> TASK OBJECTIVE
Below are records to be output exactly, every one of them.
EXTRACTED RECORDS below:
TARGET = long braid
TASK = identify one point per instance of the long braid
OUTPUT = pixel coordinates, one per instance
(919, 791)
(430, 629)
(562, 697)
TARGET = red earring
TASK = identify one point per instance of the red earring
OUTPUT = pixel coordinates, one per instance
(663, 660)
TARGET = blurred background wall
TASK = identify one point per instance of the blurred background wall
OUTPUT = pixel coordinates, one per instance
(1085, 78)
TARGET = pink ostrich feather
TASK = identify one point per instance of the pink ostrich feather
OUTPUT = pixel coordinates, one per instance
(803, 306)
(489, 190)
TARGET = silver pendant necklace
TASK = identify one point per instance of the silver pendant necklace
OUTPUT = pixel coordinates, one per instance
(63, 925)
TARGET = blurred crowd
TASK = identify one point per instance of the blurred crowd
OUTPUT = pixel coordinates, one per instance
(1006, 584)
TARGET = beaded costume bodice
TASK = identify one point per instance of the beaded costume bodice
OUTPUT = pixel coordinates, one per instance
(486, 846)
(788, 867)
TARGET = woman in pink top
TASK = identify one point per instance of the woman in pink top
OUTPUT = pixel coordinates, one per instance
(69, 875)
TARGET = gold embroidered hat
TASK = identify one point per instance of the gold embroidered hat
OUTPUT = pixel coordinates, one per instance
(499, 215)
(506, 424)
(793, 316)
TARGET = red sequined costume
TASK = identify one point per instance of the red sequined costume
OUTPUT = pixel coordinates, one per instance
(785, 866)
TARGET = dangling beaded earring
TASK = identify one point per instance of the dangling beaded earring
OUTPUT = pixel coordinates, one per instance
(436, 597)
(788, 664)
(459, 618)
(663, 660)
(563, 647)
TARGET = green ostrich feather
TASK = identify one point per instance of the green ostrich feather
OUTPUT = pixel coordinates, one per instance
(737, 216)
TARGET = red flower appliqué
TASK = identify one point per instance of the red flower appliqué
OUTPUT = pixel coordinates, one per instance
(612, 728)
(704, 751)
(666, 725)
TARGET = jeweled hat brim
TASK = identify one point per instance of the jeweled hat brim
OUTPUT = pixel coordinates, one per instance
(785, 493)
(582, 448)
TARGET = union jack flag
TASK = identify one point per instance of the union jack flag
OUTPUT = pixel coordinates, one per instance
End of EXTRACTED RECORDS.
> ANSWER TO THIS EXERCISE
TARGET = long braid
TASK = identify one point per instance of the long braid
OUTPUT = pixel coordinates, one per instance
(919, 791)
(430, 629)
(562, 697)
TARGET = red earring
TASK = identify one point per instance of the red earring
OUTPUT = pixel coordinates, one per instance
(663, 660)
TARGET = blurred background wall
TASK = identify one point per instance of the blurred background wall
OUTPUT = pixel coordinates, one per instance
(1085, 78)
TARGET = pink ostrich feather
TASK = identify one point per instance of the pink ostrich feather
OUTPUT = pixel coordinates, one per instance
(803, 306)
(489, 190)
TARGET = silver pendant necklace
TASK = identify one point per instance of the silver pendant necklace
OUTPUT = pixel coordinates, one per instance
(63, 925)
TARGET = blurred crowd
TASK = identify one point per instance of the blurred crowd
OUTPUT = pixel coordinates, one per instance
(1006, 584)
TARGET = beaded costume bodice
TASK = identify one point per instance of the beaded costume bodice
OUTPUT = pixel coordinates, one per instance
(486, 846)
(788, 867)
TARGET = woman in pink top
TASK = identify one point per instance of the woman in pink top
OUTPUT = pixel coordinates, one per instance
(69, 875)
TARGET = gold embroidered hat
TASK = identify one point per instance of the gold embroidered hat
OUTPUT = pixel coordinates, one per instance
(499, 215)
(506, 424)
(793, 316)
TARGET = red sequined costume
TASK = identify one point per instance of the red sequined costume
OUTPUT = pixel coordinates, one per instance
(785, 866)
TARGET = dangling beaded earring
TASK = identify one point per instance of the dangling beaded earring
OUTPUT = pixel coordinates, one per instance
(436, 597)
(788, 664)
(459, 618)
(663, 660)
(563, 647)
TARGET = green ostrich feather
TASK = identify one point per instance of the green ostrich feather
OUTPUT = pixel coordinates, one per instance
(737, 216)
TARGET = red flower appliqué
TASK = identify one point per instance of the red flower appliqué
OUTPUT = pixel coordinates, one per instance
(612, 728)
(704, 751)
(666, 725)
TARGET = jeweled hat brim
TASK = identify one point per instance of the jeweled hat brim
OUTPUT = pixel coordinates, one per instance
(785, 493)
(582, 448)
TARGET = union jack flag
TASK = identify one point per instance of the union jack flag
OUTPUT = pixel coordinates, one per instance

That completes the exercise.